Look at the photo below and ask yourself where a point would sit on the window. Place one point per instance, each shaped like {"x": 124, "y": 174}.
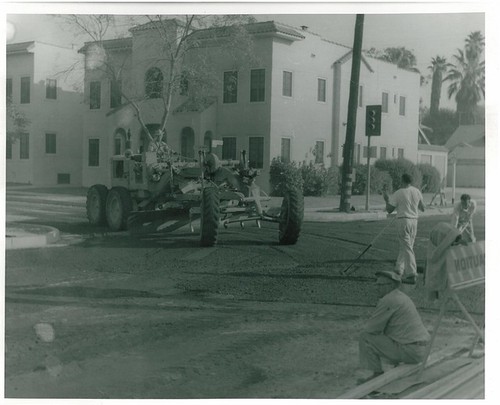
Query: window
{"x": 230, "y": 91}
{"x": 154, "y": 83}
{"x": 115, "y": 93}
{"x": 51, "y": 89}
{"x": 8, "y": 89}
{"x": 373, "y": 151}
{"x": 93, "y": 152}
{"x": 426, "y": 159}
{"x": 95, "y": 95}
{"x": 385, "y": 102}
{"x": 257, "y": 85}
{"x": 50, "y": 143}
{"x": 285, "y": 150}
{"x": 187, "y": 142}
{"x": 25, "y": 90}
{"x": 319, "y": 152}
{"x": 24, "y": 146}
{"x": 120, "y": 141}
{"x": 256, "y": 152}
{"x": 322, "y": 90}
{"x": 118, "y": 146}
{"x": 402, "y": 105}
{"x": 229, "y": 148}
{"x": 184, "y": 84}
{"x": 287, "y": 84}
{"x": 383, "y": 152}
{"x": 63, "y": 178}
{"x": 8, "y": 147}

━━━━━━━━━━━━━━━━━━━━━━━━━━━━━━

Your instructions: Print the material above word for word, and keep the pictures out of it.

Written answer:
Look at the photo below and ask yourself where a point would sit on the window. Place one point per instance, each shaped like {"x": 124, "y": 174}.
Query: window
{"x": 230, "y": 91}
{"x": 154, "y": 83}
{"x": 115, "y": 93}
{"x": 51, "y": 89}
{"x": 8, "y": 89}
{"x": 373, "y": 151}
{"x": 93, "y": 152}
{"x": 426, "y": 159}
{"x": 95, "y": 95}
{"x": 385, "y": 102}
{"x": 257, "y": 85}
{"x": 50, "y": 143}
{"x": 285, "y": 150}
{"x": 187, "y": 142}
{"x": 25, "y": 90}
{"x": 319, "y": 152}
{"x": 24, "y": 146}
{"x": 120, "y": 141}
{"x": 256, "y": 152}
{"x": 322, "y": 90}
{"x": 118, "y": 146}
{"x": 402, "y": 105}
{"x": 229, "y": 148}
{"x": 184, "y": 84}
{"x": 287, "y": 84}
{"x": 383, "y": 152}
{"x": 63, "y": 178}
{"x": 8, "y": 147}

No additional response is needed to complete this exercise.